>> Begin DATA PROVIDED

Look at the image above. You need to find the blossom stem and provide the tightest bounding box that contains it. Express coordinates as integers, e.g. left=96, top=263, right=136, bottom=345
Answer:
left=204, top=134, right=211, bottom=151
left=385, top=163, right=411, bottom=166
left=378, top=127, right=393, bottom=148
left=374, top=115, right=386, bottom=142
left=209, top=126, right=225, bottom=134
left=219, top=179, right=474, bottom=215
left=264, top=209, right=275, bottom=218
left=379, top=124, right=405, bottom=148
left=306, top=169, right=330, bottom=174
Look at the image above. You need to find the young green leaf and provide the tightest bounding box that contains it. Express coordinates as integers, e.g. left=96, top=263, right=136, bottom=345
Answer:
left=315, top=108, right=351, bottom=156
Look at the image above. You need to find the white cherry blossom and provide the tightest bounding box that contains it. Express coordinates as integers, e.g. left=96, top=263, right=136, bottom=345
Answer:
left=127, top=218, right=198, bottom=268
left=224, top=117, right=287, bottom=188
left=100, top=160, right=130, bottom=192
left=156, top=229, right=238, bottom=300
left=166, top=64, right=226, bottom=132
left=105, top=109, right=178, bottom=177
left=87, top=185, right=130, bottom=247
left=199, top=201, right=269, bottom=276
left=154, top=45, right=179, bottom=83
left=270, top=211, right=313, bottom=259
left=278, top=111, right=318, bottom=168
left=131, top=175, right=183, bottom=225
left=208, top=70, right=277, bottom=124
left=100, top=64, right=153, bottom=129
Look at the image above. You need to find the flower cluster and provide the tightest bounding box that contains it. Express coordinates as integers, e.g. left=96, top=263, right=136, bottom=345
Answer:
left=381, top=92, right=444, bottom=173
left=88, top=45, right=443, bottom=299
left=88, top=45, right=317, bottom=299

>> End DATA PROVIDED

AIM OF THE TASK —
Show each line above that contains the word "blossom". Matching is case-sensitive.

EXERCISE RESPONSE —
Look at the image above. You need to find the blossom stem and provide the tightest bounding box that contains it. Express coordinates as integers, e.g. left=96, top=263, right=136, bottom=345
Look at the image above. You need to find the white cherry blossom and provide the tightest bounding box that contains it. Express coordinates as integers, e.g. left=96, top=263, right=136, bottom=345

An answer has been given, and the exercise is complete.